■ **ACTIVITIES**:
(a) From the corneal wound study text, please explain how its complete follow-up period comes to 3 months.
(b) Extend the corneal wound study text past its last sentence, starting from the point where it stops.

Ophthalmology Department, Tanta University Hospital, Tanta, El Gharbia Governorate, Egypt

Background: The purpose of this study was to evaluate the effect of use of contact lenses to improve visual outcome after repair of traumatic corneal wounds.
Methods: Two groups of patients (n=30 each) with traumatic full thickness corneal wounds were entered into this study. All cases were caused by sharp objects such as a knife or piece of glass that produced a corneal full thickness wound without any other associated ocular injuries. One group was repaired and received medical treatment (non-contact lens group) and the other group was repaired and a soft contact lens was fitted over the cornea, then medically treated (contact lens group). Each patient was followed up until complete healing, the sutures were removed after about 6 weeks, and the patients were followed up for a further 6 weeks, for a complete follow-up period of 3 months, after which postoperative refraction, manifest refractive spherical equivalent, uncorrected visual acuity, and best-corrected visual acuity were measured and compared between the two groups.

■ **ENTRIES SHOWN**:
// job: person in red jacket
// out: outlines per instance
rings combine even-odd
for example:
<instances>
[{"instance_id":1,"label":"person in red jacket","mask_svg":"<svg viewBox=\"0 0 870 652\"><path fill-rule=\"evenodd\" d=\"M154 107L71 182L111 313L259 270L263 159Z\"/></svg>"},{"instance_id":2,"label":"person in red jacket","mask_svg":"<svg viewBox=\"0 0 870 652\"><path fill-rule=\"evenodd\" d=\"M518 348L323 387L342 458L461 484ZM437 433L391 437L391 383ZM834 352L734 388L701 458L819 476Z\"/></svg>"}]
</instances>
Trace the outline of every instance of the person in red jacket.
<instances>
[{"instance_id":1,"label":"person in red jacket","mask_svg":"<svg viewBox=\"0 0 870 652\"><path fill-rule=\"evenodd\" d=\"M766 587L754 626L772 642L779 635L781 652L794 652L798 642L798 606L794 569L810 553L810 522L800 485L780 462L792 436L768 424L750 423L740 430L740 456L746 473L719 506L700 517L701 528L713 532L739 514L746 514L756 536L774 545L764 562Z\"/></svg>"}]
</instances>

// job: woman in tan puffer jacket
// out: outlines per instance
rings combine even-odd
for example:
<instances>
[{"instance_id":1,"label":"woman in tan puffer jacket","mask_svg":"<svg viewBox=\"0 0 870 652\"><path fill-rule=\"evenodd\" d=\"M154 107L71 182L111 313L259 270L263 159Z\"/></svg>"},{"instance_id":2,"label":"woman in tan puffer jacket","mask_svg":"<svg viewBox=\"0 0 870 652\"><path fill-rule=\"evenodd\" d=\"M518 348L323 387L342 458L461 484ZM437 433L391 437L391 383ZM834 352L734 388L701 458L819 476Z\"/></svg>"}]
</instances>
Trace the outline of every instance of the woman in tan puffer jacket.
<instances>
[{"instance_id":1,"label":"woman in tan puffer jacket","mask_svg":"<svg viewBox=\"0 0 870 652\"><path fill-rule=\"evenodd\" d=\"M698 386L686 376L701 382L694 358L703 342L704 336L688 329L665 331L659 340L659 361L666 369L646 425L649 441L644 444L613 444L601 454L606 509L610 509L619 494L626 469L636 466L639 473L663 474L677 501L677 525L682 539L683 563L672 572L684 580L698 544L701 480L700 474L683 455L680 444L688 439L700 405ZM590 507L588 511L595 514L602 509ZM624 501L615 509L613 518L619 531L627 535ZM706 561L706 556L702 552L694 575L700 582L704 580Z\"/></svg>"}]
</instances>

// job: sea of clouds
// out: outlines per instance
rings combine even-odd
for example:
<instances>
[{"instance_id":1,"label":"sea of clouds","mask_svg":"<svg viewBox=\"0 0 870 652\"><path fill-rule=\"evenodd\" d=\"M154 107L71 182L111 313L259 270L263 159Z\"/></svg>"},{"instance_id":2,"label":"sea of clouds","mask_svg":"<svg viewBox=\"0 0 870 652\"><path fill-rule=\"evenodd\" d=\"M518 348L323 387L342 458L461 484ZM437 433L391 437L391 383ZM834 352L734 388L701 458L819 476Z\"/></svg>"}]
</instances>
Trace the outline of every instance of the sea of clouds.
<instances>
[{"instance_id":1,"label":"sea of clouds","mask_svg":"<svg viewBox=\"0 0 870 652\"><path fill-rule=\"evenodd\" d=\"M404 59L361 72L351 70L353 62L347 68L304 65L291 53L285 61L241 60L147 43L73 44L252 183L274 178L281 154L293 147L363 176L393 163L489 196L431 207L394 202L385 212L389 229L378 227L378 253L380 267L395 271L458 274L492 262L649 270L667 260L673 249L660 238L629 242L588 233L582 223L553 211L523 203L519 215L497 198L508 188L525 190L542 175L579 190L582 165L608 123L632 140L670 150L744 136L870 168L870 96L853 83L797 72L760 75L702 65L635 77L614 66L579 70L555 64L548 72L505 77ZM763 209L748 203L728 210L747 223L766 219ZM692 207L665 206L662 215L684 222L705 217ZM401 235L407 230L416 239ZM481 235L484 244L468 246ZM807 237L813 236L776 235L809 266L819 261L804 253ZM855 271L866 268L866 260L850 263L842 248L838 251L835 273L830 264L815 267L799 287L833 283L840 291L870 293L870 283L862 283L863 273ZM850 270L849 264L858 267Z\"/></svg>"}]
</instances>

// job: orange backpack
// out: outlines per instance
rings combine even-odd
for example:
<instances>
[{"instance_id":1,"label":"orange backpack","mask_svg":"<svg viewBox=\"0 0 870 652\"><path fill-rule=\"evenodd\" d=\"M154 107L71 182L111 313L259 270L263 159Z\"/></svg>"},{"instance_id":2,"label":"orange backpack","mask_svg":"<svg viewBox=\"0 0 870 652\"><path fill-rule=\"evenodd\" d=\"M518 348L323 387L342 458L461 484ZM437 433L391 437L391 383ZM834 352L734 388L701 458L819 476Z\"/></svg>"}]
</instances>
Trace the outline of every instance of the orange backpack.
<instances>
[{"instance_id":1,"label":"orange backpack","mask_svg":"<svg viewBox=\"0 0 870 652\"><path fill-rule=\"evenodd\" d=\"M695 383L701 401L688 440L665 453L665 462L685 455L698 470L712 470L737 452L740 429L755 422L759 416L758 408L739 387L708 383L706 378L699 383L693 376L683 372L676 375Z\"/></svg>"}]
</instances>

■ **RESPONSES**:
(a) Sutures were removed after about 6 weeks, and patients were then followed for a further 6 weeks. Together these make the 3-month follow-up period.

(b)
Results: After repair and follow-up, uncorrected visual acuity ≥0.3 (decimal system) was achieved in 19 cases (63%) in the contact lens group and in only 14 cases (47%) in the non-contact lens group (P=0.018). Best-corrected visual acuity ≥0.6 was achieved in 26 cases (87%) in the contact lens group and in only 17 cases (57%) in the control group (P=0.012).
Conclusion: Soft contact lenses can be used after repair of traumatic corneal wounds to improve visual outcome.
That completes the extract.